**Exercise aim**
Copy the lines below verbatim, beginning with the line that contains "Trace the outline of every instance of the door" and ending with the line that contains "259), (40, 265)]]", both of these lines included.

**** Recorded data

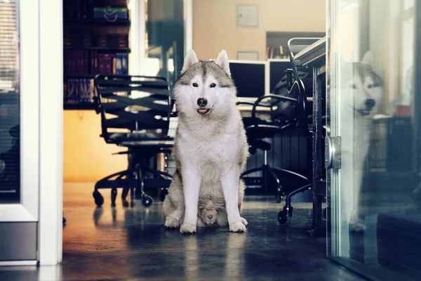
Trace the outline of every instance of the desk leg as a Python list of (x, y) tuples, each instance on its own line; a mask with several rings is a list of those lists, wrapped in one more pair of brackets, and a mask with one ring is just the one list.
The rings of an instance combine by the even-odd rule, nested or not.
[[(322, 81), (318, 75), (318, 69), (313, 68), (313, 141), (312, 141), (312, 182), (313, 182), (313, 208), (312, 229), (307, 231), (311, 237), (326, 235), (326, 230), (321, 228), (321, 202), (323, 196), (319, 189), (323, 184), (322, 178), (323, 155), (321, 155), (322, 143)], [(323, 193), (321, 193), (323, 194)]]

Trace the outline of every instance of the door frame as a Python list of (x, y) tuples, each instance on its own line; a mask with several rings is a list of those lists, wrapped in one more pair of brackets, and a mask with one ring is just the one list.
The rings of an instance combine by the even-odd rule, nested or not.
[[(24, 3), (33, 1), (21, 0)], [(49, 266), (60, 263), (62, 258), (62, 1), (37, 1), (40, 62), (38, 259), (40, 265)]]

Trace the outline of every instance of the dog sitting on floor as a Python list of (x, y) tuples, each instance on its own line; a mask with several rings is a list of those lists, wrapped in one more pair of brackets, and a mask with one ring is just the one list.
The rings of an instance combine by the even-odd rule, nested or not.
[(199, 61), (191, 50), (181, 72), (174, 86), (176, 167), (163, 202), (165, 226), (181, 226), (182, 233), (215, 225), (243, 232), (240, 175), (248, 145), (227, 53), (222, 51), (215, 61)]

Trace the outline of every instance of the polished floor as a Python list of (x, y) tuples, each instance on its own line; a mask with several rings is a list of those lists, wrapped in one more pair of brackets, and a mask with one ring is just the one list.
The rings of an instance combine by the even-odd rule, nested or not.
[(9, 268), (0, 280), (363, 280), (326, 258), (326, 238), (309, 238), (309, 204), (295, 203), (291, 224), (278, 226), (274, 197), (248, 197), (246, 233), (202, 228), (183, 235), (163, 227), (161, 202), (97, 209), (91, 183), (67, 183), (63, 262), (55, 268)]

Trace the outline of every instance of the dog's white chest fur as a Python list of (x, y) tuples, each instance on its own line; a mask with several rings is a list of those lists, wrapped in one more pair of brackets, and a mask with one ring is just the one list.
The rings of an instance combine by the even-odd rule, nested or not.
[(194, 132), (180, 130), (178, 148), (182, 165), (193, 167), (202, 176), (200, 196), (223, 197), (220, 178), (238, 158), (239, 140), (228, 129), (220, 128), (222, 133), (213, 135), (210, 133), (212, 130), (206, 130), (209, 129), (201, 128)]

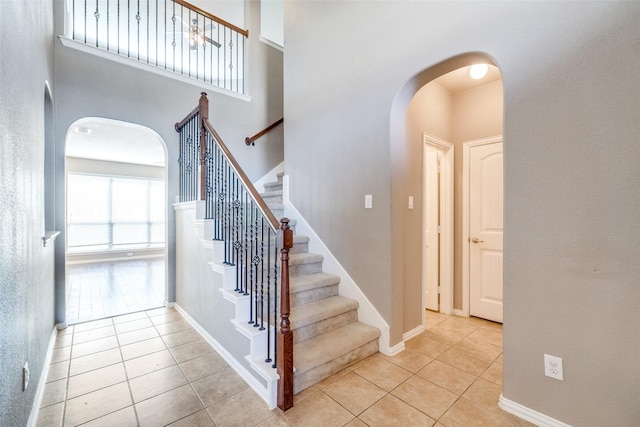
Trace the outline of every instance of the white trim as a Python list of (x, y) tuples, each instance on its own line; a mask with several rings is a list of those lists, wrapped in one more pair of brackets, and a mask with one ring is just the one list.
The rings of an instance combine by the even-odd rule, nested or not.
[[(440, 165), (440, 312), (444, 314), (453, 313), (453, 172), (454, 172), (454, 147), (448, 141), (429, 135), (424, 132), (422, 134), (424, 145), (430, 146), (432, 149), (442, 154), (442, 162)], [(423, 160), (424, 164), (424, 160)], [(424, 188), (426, 174), (423, 171), (423, 203)], [(424, 207), (423, 207), (423, 225), (421, 234), (424, 238)], [(424, 247), (424, 244), (423, 244)], [(424, 263), (424, 262), (423, 262)], [(422, 268), (424, 275), (424, 266)], [(422, 279), (422, 307), (420, 312), (425, 308), (425, 289), (424, 277)], [(425, 318), (422, 316), (422, 325), (425, 325)]]
[(402, 334), (402, 341), (404, 343), (404, 341), (409, 341), (411, 338), (420, 335), (421, 333), (423, 333), (425, 331), (425, 327), (424, 325), (418, 325), (415, 328), (413, 328), (410, 331), (405, 332), (404, 334)]
[[(353, 278), (347, 273), (344, 267), (338, 262), (336, 257), (331, 253), (329, 248), (322, 242), (320, 237), (311, 228), (293, 206), (289, 200), (289, 175), (282, 177), (282, 201), (284, 203), (285, 216), (295, 218), (296, 233), (309, 236), (309, 251), (324, 256), (323, 270), (327, 273), (335, 274), (340, 277), (339, 292), (340, 295), (358, 301), (358, 319), (364, 323), (375, 326), (380, 329), (380, 338), (378, 339), (378, 350), (386, 355), (393, 355), (395, 347), (390, 347), (389, 324), (378, 313), (375, 306), (369, 301), (367, 296), (360, 290)], [(404, 346), (404, 344), (403, 344)], [(400, 350), (401, 351), (401, 350)]]
[(191, 77), (183, 76), (181, 74), (176, 74), (173, 71), (164, 70), (162, 68), (150, 66), (149, 64), (146, 64), (144, 62), (138, 62), (135, 59), (130, 59), (130, 58), (127, 58), (127, 57), (124, 57), (124, 56), (120, 56), (120, 55), (118, 55), (116, 53), (107, 52), (106, 50), (98, 49), (98, 48), (93, 47), (93, 46), (87, 46), (84, 43), (72, 40), (72, 39), (70, 39), (70, 38), (68, 38), (66, 36), (58, 36), (58, 38), (62, 42), (63, 46), (71, 48), (71, 49), (79, 50), (80, 52), (84, 52), (84, 53), (87, 53), (89, 55), (98, 56), (100, 58), (108, 59), (110, 61), (114, 61), (114, 62), (117, 62), (119, 64), (128, 65), (130, 67), (138, 68), (138, 69), (144, 70), (144, 71), (149, 71), (149, 72), (152, 72), (154, 74), (158, 74), (158, 75), (163, 76), (163, 77), (168, 77), (170, 79), (179, 80), (179, 81), (181, 81), (183, 83), (187, 83), (187, 84), (190, 84), (192, 86), (196, 86), (196, 87), (198, 87), (200, 89), (206, 88), (207, 90), (211, 90), (212, 92), (217, 92), (217, 93), (220, 93), (222, 95), (227, 95), (227, 96), (230, 96), (232, 98), (240, 99), (242, 101), (247, 101), (247, 102), (251, 101), (251, 96), (250, 95), (244, 95), (244, 94), (241, 94), (241, 93), (232, 92), (230, 90), (223, 89), (223, 88), (221, 88), (219, 86), (215, 86), (215, 85), (209, 84), (209, 83), (201, 81), (201, 80), (196, 80), (196, 79), (193, 79)]
[(272, 48), (279, 50), (280, 52), (284, 52), (284, 47), (280, 46), (278, 43), (276, 42), (272, 42), (271, 40), (269, 40), (268, 38), (264, 37), (264, 36), (260, 36), (258, 37), (258, 39), (266, 44), (267, 46), (271, 46)]
[(469, 153), (471, 147), (502, 142), (502, 135), (462, 143), (462, 315), (469, 317)]
[(513, 400), (509, 400), (502, 394), (500, 394), (498, 406), (500, 406), (503, 411), (513, 414), (516, 417), (522, 418), (523, 420), (529, 421), (540, 427), (571, 427), (570, 424), (563, 423), (562, 421), (551, 418), (550, 416), (545, 415), (541, 412), (527, 408), (526, 406), (514, 402)]
[(191, 316), (189, 316), (189, 314), (182, 307), (180, 307), (179, 304), (175, 305), (175, 309), (178, 310), (178, 312), (193, 327), (193, 329), (198, 331), (202, 338), (204, 338), (204, 340), (207, 341), (209, 345), (211, 345), (211, 347), (216, 350), (216, 352), (218, 352), (218, 354), (233, 368), (233, 370), (240, 376), (240, 378), (242, 378), (247, 384), (249, 384), (249, 387), (251, 387), (251, 389), (255, 391), (256, 394), (267, 403), (269, 409), (274, 409), (276, 406), (276, 402), (272, 402), (271, 396), (269, 396), (265, 385), (260, 383), (260, 381), (258, 381), (256, 377), (251, 375), (251, 373), (244, 366), (242, 366), (240, 362), (238, 362), (238, 360), (236, 360), (231, 355), (231, 353), (229, 353), (224, 348), (224, 346), (222, 346), (218, 341), (215, 340), (215, 338), (209, 335), (209, 333)]
[[(65, 323), (66, 328), (66, 323)], [(53, 346), (56, 343), (58, 337), (58, 328), (54, 327), (51, 332), (51, 338), (49, 338), (49, 346), (47, 347), (47, 355), (44, 358), (44, 366), (42, 367), (42, 373), (40, 374), (40, 381), (38, 381), (38, 389), (33, 398), (31, 404), (31, 412), (29, 413), (29, 419), (27, 420), (27, 427), (35, 427), (38, 422), (38, 415), (40, 413), (40, 405), (42, 404), (42, 398), (44, 397), (44, 389), (47, 383), (47, 377), (49, 376), (49, 365), (51, 364), (51, 357), (53, 356)]]
[(284, 162), (280, 163), (275, 168), (264, 174), (262, 178), (253, 183), (253, 186), (259, 191), (264, 191), (264, 184), (268, 182), (276, 182), (278, 180), (278, 174), (284, 172)]

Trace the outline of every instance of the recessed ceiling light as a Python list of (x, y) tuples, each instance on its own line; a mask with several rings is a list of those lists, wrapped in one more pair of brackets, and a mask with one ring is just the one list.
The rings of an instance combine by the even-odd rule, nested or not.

********

**Response for this exercise**
Trace the outline of every instance of the door frame as a Python list of (x, y) tuples, each instance on its own line; a mask with several rings is a list of those lists, wrapped in one more pair of brackets, and a mask with one ring is just the one list.
The rings of an instance combine by the even-odd rule, nested or not.
[[(24, 3), (33, 1), (21, 0)], [(49, 266), (60, 263), (62, 258), (62, 1), (37, 1), (40, 62), (38, 259), (40, 265)]]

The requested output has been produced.